- _Task_: Images excluded, reproduce each line of the records exactly as it stands.

# # # # #

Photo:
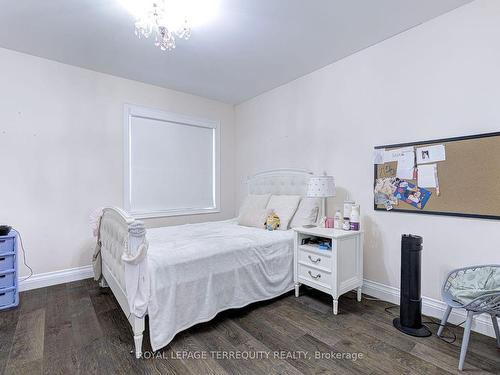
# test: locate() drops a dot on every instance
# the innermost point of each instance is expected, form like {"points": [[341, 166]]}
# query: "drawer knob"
{"points": [[314, 260], [314, 277]]}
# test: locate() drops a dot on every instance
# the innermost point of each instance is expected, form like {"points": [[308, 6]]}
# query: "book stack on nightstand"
{"points": [[9, 295], [329, 260]]}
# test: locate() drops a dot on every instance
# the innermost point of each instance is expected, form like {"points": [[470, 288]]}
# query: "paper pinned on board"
{"points": [[378, 156], [406, 165], [430, 154], [427, 176], [396, 154]]}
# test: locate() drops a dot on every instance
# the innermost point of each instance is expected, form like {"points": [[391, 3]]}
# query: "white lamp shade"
{"points": [[321, 187]]}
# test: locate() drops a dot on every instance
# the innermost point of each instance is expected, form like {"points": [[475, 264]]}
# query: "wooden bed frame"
{"points": [[124, 240]]}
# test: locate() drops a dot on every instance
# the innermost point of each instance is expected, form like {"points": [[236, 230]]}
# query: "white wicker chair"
{"points": [[487, 303]]}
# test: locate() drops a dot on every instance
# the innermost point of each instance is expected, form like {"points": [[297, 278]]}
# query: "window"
{"points": [[171, 164]]}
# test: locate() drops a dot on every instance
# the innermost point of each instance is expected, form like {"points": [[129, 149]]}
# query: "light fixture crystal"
{"points": [[155, 21]]}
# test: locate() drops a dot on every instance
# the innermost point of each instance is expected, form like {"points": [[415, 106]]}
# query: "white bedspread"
{"points": [[198, 270]]}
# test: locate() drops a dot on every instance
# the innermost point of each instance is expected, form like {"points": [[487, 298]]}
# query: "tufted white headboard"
{"points": [[279, 181]]}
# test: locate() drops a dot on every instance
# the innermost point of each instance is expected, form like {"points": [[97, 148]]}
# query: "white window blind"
{"points": [[171, 163]]}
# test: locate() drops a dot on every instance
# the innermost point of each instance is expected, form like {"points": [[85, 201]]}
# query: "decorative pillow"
{"points": [[255, 217], [284, 206], [272, 222], [307, 212], [254, 201]]}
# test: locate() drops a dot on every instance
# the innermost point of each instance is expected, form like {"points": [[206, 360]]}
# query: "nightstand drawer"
{"points": [[6, 245], [314, 275], [322, 261]]}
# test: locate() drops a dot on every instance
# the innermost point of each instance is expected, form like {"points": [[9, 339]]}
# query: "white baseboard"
{"points": [[57, 277], [430, 307]]}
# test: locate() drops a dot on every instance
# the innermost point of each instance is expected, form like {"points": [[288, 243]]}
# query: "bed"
{"points": [[183, 275]]}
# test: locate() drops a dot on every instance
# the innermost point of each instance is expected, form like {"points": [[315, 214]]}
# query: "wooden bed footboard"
{"points": [[123, 241]]}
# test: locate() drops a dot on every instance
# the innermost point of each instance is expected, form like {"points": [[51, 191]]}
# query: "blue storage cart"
{"points": [[9, 293]]}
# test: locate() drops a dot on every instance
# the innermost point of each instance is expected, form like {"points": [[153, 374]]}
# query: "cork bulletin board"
{"points": [[469, 178]]}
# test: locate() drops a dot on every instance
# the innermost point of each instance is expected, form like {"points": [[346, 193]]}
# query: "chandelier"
{"points": [[156, 21]]}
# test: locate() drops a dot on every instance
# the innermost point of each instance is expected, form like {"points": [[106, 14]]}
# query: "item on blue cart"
{"points": [[4, 230], [9, 294]]}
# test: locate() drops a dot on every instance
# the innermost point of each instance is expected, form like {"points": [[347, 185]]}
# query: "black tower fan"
{"points": [[410, 320]]}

# # # # #

- _Exercise answer_:
Photo:
# test: locate() drops a dot on every instance
# the innermost point of each instance is expected, form like {"points": [[341, 166]]}
# query: "drawer knob"
{"points": [[314, 260], [314, 277]]}
# test: locate() drops a dot on every instance
# the innermost point of each instance is expected, form like {"points": [[308, 6]]}
# query: "book stack on nightstand"
{"points": [[9, 295], [329, 260]]}
# test: locate() drops a dot on every instance
# the innermost point of each instance is expected, form like {"points": [[470, 288]]}
# query: "paper pinned on board"
{"points": [[378, 156], [406, 165], [430, 154], [427, 176], [396, 154]]}
# test: locate() drops a dot on every instance
# the innermost point of each instance is expected, form like {"points": [[391, 3]]}
# query: "white lamp shade"
{"points": [[321, 187]]}
# test: locate() drops a dot on every instance
# the innermost point of each instance is expected, form like {"points": [[475, 264]]}
# query: "wooden bed frame"
{"points": [[124, 240]]}
# test: locate() drops a dot on every instance
# the innermost point of each instance is expected, form like {"points": [[236, 230]]}
# query: "white wicker chair"
{"points": [[487, 303]]}
# test: locate() drops a dot on every instance
# the innermost point of each instance is expected, form like {"points": [[297, 278]]}
# query: "window"
{"points": [[171, 164]]}
# test: locate() drops a dot on every instance
# the innermost point of each instance is expected, form like {"points": [[129, 149]]}
# query: "light fixture crystal"
{"points": [[155, 21]]}
# test: locate() drops a dot on every instance
# the innermost point of each instance is expected, form like {"points": [[415, 106]]}
# query: "white bedspread"
{"points": [[198, 270]]}
# test: locate() drops a dot on every instance
# the innermost point of each instance is expected, form like {"points": [[487, 298]]}
# query: "tufted white headboard"
{"points": [[279, 181]]}
# test: locate() drops a dot on every instance
# the innermost point of each instance is expected, form like {"points": [[97, 148]]}
# query: "white window blind"
{"points": [[171, 163]]}
# test: locate() drops a dot on every instance
# the innermost point of each instance is expected, form like {"points": [[85, 201]]}
# query: "decorative pillow"
{"points": [[255, 217], [284, 206], [272, 222], [307, 212], [254, 201]]}
# test: locate() drops a dot on every instance
# the innermost point of each instance is expected, form like {"points": [[206, 360]]}
# query: "nightstand drawer"
{"points": [[6, 245], [314, 275], [322, 261]]}
# test: locate() drops a dot on every instance
# the innermost point of each instance is expected, form like {"points": [[9, 339]]}
# query: "white baseboard"
{"points": [[57, 277], [430, 307]]}
# test: locate() drops a dot on every instance
# the innermost point of each instance is expected, form like {"points": [[288, 243]]}
# query: "bed"
{"points": [[183, 275]]}
# test: locate() drops a dot on every instance
# the innermost point of each instance is expected, form like {"points": [[315, 214]]}
# query: "wooden bed footboard"
{"points": [[123, 241]]}
# test: locate() drops a dot on every instance
# the innermost point of each instance is expected, form like {"points": [[51, 191]]}
# query: "blue storage cart"
{"points": [[9, 293]]}
# test: locate() drops a dot on every instance
# the innermost point of each instance is expected, form like {"points": [[153, 374]]}
# query: "cork bulletin board"
{"points": [[469, 178]]}
# test: locate() drops a dot on every instance
# the innermost point of each instance is expected, form like {"points": [[346, 193]]}
# query: "chandelier"
{"points": [[156, 21]]}
# test: locate() drops a dot on every instance
# the innermost point of each instance is expected, form like {"points": [[106, 14]]}
# query: "item on blue cart"
{"points": [[4, 230], [9, 294]]}
# test: locate() drops a dot on every instance
# the innermost point of each instance is expected, form like {"points": [[347, 185]]}
# query: "black tower fan"
{"points": [[410, 320]]}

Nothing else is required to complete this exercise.